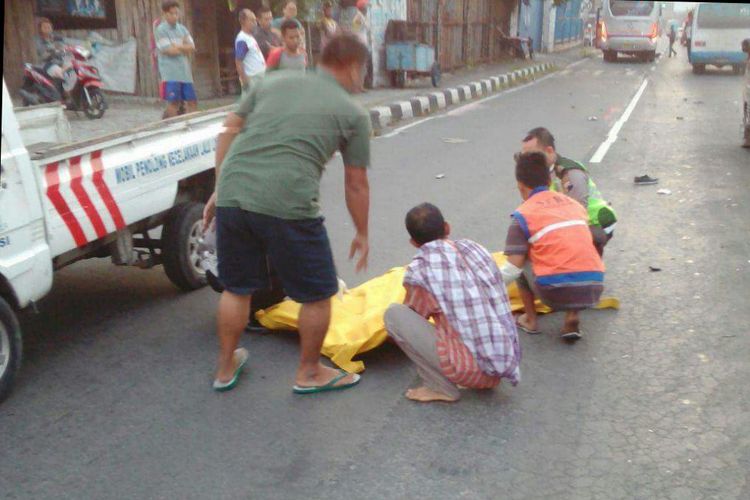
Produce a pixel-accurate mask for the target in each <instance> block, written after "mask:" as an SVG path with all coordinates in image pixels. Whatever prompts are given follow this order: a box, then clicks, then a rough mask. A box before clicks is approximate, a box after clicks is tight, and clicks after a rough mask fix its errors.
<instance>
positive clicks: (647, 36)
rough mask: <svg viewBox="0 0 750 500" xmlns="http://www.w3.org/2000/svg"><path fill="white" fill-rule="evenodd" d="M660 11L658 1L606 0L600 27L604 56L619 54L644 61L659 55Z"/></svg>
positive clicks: (655, 57) (600, 42) (604, 1)
mask: <svg viewBox="0 0 750 500" xmlns="http://www.w3.org/2000/svg"><path fill="white" fill-rule="evenodd" d="M660 13H661V7H660V6H657V5H656V2H630V1H623V0H604V5H602V15H601V24H600V28H599V31H600V34H599V36H600V38H599V48H600V49H602V52H603V53H604V60H605V61H607V62H614V61H617V54H628V55H632V56H636V57H639V58H640V59H641V60H645V61H653V60H654V59H656V42H657V40H658V39H659V31H660V29H659V17H660Z"/></svg>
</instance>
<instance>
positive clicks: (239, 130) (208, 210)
mask: <svg viewBox="0 0 750 500" xmlns="http://www.w3.org/2000/svg"><path fill="white" fill-rule="evenodd" d="M244 125H245V119H244V118H243V117H241V116H240V115H238V114H236V113H229V114H228V115H227V118H226V119H225V120H224V127H223V128H222V130H221V132H219V136H218V137H217V138H216V184H215V186H214V192H213V194H212V195H211V198H209V200H208V202H207V203H206V208H204V209H203V227H204V228H208V226H209V224H211V221H212V220H213V218H214V215H215V214H216V191H217V190H218V187H219V176H220V175H221V164H222V163H223V162H224V158H225V157H226V155H227V152H228V151H229V147H230V146H231V145H232V142H234V138H235V137H237V134H239V133H240V131H241V130H242V127H243V126H244Z"/></svg>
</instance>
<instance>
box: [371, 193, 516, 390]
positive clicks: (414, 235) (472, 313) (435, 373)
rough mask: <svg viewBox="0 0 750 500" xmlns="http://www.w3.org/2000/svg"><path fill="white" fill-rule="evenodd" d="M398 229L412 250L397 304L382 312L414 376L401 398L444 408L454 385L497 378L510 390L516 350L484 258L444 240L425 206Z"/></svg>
mask: <svg viewBox="0 0 750 500" xmlns="http://www.w3.org/2000/svg"><path fill="white" fill-rule="evenodd" d="M406 229H407V231H408V232H409V235H410V236H411V244H412V245H414V246H415V247H417V248H418V249H419V251H418V252H417V255H416V256H415V257H414V259H413V260H412V262H411V264H409V266H408V267H407V269H406V275H405V276H404V287H405V288H406V300H405V301H404V304H403V305H402V304H392V305H391V306H390V307H389V308H388V310H387V311H386V313H385V324H386V328H387V329H388V333H389V334H390V336H391V337H392V338H393V339H394V340H395V341H396V343H398V345H399V346H400V347H401V349H402V350H403V351H404V352H405V353H406V355H407V356H409V358H410V359H411V360H412V361H414V363H415V364H416V365H417V371H418V372H419V375H420V376H421V377H422V381H423V385H422V386H420V387H417V388H415V389H410V390H409V391H407V392H406V397H407V398H409V399H412V400H415V401H422V402H428V401H449V402H452V401H456V400H458V399H459V397H460V392H459V390H458V386H462V387H466V388H473V389H490V388H493V387H495V386H497V385H498V384H499V383H500V379H501V378H507V379H508V380H509V381H510V382H511V384H513V385H516V384H517V383H518V381H519V379H520V375H521V373H520V369H519V364H520V360H521V347H520V345H519V343H518V334H517V332H516V327H515V322H514V321H513V315H512V314H511V310H510V303H509V302H508V294H507V292H506V289H505V285H504V284H503V279H502V275H501V273H500V270H499V269H498V267H497V265H496V264H495V261H494V260H493V259H492V256H491V255H490V253H489V252H488V251H487V250H486V249H485V248H484V247H482V246H481V245H479V244H477V243H475V242H473V241H471V240H457V241H451V240H449V239H448V236H449V234H450V226H449V225H448V223H446V222H445V220H444V219H443V215H442V214H441V213H440V210H439V209H438V208H437V207H436V206H434V205H431V204H429V203H424V204H422V205H419V206H417V207H414V208H413V209H411V210H410V211H409V213H408V214H407V216H406ZM430 319H432V320H434V325H433V324H431V323H430V322H429V321H428V320H430Z"/></svg>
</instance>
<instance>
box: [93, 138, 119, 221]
mask: <svg viewBox="0 0 750 500" xmlns="http://www.w3.org/2000/svg"><path fill="white" fill-rule="evenodd" d="M91 166H92V167H93V169H94V179H93V180H94V186H96V190H97V191H98V192H99V196H101V197H102V200H103V201H104V204H105V205H106V206H107V210H109V215H111V216H112V220H113V221H114V223H115V227H116V228H117V229H122V228H123V227H125V219H123V217H122V213H121V212H120V207H118V206H117V202H116V201H115V199H114V197H113V196H112V193H111V192H110V190H109V188H108V187H107V183H106V182H104V163H103V162H102V152H101V151H94V152H93V153H91Z"/></svg>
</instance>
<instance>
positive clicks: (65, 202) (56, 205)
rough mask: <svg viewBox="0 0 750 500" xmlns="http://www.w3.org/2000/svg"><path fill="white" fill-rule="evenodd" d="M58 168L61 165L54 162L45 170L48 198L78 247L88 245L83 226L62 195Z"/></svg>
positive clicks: (45, 175) (45, 177)
mask: <svg viewBox="0 0 750 500" xmlns="http://www.w3.org/2000/svg"><path fill="white" fill-rule="evenodd" d="M58 166H59V164H58V163H57V162H54V163H50V164H49V165H47V167H46V168H45V169H44V178H45V180H46V181H47V198H49V200H50V201H51V202H52V206H54V207H55V210H57V213H58V214H60V217H61V218H62V220H63V222H65V225H66V226H68V230H69V231H70V234H71V235H73V240H74V241H75V242H76V245H77V246H79V247H82V246H83V245H85V244H86V243H88V240H87V239H86V235H84V234H83V229H81V225H80V224H78V220H77V219H76V217H75V215H73V212H71V211H70V207H68V204H67V203H66V202H65V198H63V197H62V194H60V174H59V173H58V171H57V169H58Z"/></svg>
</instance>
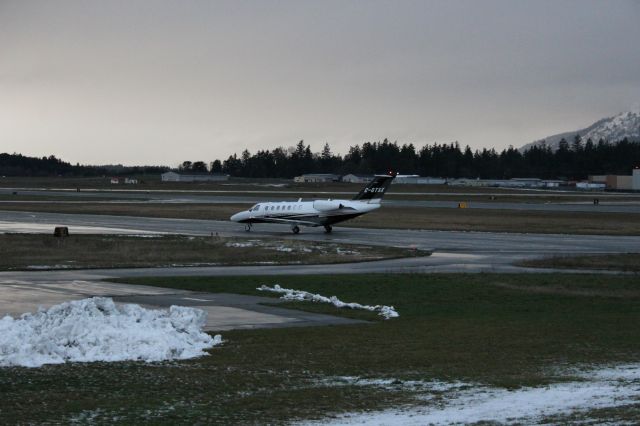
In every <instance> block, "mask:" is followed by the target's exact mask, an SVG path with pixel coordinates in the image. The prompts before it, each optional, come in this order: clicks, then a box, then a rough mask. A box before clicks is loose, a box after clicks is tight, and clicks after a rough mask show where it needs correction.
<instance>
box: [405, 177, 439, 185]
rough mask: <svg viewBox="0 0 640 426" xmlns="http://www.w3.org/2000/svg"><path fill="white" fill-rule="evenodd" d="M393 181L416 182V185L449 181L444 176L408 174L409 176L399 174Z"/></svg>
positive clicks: (412, 183) (409, 183)
mask: <svg viewBox="0 0 640 426" xmlns="http://www.w3.org/2000/svg"><path fill="white" fill-rule="evenodd" d="M393 183H400V184H414V185H444V184H445V183H447V180H446V179H444V178H434V177H428V176H417V175H407V176H397V177H396V178H395V179H394V180H393Z"/></svg>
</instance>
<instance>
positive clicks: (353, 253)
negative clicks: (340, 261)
mask: <svg viewBox="0 0 640 426" xmlns="http://www.w3.org/2000/svg"><path fill="white" fill-rule="evenodd" d="M336 253H337V254H346V255H358V254H360V252H358V251H356V250H343V249H341V248H340V247H336Z"/></svg>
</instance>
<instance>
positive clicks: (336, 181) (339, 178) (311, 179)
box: [293, 173, 340, 183]
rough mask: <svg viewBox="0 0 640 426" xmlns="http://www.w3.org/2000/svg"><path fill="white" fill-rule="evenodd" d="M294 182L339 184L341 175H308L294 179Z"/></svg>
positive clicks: (297, 176) (300, 176)
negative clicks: (336, 182)
mask: <svg viewBox="0 0 640 426" xmlns="http://www.w3.org/2000/svg"><path fill="white" fill-rule="evenodd" d="M293 181H294V182H299V183H301V182H339V181H340V175H334V174H330V173H308V174H304V175H301V176H296V177H294V178H293Z"/></svg>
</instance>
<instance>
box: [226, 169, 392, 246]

= = = =

The task:
Number of lines containing "image" in the data: state it and nothing more.

Output below:
2